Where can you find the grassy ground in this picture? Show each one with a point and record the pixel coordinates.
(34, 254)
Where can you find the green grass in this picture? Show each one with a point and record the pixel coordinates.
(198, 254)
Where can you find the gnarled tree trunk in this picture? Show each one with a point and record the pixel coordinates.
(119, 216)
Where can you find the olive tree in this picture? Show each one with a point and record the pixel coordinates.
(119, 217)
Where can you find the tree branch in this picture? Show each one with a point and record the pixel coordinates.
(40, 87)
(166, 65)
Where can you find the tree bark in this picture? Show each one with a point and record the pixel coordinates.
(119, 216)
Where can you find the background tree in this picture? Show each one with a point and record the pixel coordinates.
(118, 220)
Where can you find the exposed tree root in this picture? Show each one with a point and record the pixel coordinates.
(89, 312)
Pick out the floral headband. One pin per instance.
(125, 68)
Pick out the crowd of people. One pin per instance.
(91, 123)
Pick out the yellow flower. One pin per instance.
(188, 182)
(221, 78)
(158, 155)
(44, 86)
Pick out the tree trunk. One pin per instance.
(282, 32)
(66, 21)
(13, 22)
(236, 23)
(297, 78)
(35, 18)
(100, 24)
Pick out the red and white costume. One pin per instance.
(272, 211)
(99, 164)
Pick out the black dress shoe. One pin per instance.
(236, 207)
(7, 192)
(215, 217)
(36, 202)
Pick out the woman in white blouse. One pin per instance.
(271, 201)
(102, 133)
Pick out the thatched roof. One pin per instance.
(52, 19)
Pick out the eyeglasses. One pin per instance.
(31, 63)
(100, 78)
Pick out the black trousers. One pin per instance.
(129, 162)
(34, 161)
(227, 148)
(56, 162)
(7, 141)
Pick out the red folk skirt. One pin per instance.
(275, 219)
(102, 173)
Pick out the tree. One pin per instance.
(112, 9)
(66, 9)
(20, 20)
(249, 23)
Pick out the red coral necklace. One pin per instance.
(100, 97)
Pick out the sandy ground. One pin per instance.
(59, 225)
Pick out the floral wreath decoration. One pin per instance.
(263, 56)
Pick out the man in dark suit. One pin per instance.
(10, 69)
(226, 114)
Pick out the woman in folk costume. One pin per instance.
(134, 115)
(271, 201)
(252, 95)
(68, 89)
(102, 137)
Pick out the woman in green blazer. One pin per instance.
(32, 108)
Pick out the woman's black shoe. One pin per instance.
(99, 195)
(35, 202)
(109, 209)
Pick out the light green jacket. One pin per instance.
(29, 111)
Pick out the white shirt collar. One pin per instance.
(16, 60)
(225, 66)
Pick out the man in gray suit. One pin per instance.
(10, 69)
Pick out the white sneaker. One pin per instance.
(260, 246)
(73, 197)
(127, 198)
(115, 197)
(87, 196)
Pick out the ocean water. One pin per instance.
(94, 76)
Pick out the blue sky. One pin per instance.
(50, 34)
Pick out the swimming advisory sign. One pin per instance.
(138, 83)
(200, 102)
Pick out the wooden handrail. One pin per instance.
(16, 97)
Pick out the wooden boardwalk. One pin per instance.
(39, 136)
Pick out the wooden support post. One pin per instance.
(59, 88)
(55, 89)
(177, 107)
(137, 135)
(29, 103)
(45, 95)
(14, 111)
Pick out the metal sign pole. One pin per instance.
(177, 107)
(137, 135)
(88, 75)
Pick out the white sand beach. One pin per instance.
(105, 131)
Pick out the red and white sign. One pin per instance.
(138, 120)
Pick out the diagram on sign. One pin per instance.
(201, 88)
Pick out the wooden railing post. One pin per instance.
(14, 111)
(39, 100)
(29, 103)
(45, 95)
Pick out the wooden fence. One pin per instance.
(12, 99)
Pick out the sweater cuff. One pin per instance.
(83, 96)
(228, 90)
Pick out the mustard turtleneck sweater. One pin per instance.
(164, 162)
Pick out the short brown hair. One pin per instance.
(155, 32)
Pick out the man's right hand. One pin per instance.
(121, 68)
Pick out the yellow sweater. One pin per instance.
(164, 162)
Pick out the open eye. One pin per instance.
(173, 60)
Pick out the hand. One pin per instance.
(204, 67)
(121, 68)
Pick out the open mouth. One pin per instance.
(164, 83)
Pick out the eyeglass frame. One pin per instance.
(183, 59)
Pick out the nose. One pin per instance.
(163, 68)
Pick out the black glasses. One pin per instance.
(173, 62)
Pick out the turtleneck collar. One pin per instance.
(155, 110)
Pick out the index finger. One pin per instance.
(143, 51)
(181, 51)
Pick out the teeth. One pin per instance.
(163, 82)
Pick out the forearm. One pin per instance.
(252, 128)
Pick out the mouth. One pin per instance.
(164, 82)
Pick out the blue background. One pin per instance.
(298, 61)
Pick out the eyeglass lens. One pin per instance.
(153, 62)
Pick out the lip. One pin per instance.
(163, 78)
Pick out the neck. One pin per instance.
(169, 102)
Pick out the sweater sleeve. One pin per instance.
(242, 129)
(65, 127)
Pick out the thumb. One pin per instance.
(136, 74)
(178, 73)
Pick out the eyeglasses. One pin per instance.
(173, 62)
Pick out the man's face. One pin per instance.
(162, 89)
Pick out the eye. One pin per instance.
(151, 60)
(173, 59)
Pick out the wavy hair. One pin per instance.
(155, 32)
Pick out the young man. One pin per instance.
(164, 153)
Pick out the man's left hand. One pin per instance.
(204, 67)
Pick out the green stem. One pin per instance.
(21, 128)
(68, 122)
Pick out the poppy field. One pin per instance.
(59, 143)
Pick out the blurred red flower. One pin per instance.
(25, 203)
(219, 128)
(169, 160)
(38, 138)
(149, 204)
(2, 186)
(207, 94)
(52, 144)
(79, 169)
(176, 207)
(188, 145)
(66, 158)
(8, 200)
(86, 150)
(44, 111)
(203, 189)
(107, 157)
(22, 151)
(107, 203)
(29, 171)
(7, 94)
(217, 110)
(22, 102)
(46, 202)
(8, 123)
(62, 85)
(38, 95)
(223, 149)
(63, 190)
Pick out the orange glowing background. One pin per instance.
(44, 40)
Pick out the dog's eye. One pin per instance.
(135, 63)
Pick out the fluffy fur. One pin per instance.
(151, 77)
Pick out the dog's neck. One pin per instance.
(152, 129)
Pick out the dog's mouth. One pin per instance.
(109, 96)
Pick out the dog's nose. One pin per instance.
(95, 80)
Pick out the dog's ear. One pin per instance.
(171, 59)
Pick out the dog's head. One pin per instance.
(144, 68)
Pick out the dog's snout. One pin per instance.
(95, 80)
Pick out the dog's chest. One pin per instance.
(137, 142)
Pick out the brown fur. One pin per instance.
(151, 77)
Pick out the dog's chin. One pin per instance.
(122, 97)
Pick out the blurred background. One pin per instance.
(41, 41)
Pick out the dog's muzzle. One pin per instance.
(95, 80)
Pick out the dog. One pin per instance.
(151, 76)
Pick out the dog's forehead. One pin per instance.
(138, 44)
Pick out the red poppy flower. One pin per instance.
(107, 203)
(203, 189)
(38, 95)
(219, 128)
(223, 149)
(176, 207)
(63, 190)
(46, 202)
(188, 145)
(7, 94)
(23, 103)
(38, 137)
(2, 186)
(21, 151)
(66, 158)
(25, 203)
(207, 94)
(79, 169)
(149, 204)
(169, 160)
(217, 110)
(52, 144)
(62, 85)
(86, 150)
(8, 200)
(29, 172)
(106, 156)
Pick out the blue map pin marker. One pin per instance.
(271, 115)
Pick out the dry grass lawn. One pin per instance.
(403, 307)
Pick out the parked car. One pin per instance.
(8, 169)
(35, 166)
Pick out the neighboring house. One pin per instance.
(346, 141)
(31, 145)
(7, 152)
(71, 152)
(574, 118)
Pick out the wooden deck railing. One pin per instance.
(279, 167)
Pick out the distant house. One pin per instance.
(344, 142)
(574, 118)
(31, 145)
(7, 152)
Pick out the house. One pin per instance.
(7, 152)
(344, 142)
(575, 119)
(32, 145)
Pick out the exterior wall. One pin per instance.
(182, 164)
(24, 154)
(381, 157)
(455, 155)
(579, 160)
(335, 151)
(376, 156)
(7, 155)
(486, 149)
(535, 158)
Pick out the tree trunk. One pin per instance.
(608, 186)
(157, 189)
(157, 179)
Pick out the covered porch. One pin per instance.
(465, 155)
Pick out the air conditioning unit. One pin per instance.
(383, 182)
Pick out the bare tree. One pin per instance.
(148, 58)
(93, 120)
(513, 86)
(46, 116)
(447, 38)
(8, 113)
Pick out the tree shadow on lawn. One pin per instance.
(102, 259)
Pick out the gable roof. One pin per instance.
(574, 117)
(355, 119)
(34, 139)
──────
## Exercise objective
Each of the lines from the one holding "Pick out the exterior" through the final line of the entries is to be set down exactly, and no others.

## Answer below
Pick out the exterior wall. One pin per instance.
(182, 164)
(24, 154)
(381, 157)
(455, 155)
(579, 160)
(335, 151)
(376, 156)
(7, 155)
(486, 149)
(535, 158)
Pick out the tree trunk. One pin per instance.
(608, 186)
(157, 189)
(157, 179)
Pick out the covered porch. One pin per instance.
(465, 155)
Pick out the air conditioning unit. One pin per instance.
(383, 182)
Pick out the bare tree. One pin per instance.
(148, 58)
(93, 120)
(513, 86)
(46, 116)
(447, 38)
(8, 113)
Pick out the tree shadow on lawn. One pin per instance.
(102, 259)
Pick out the gable roof. One pin per instance.
(574, 117)
(355, 119)
(34, 139)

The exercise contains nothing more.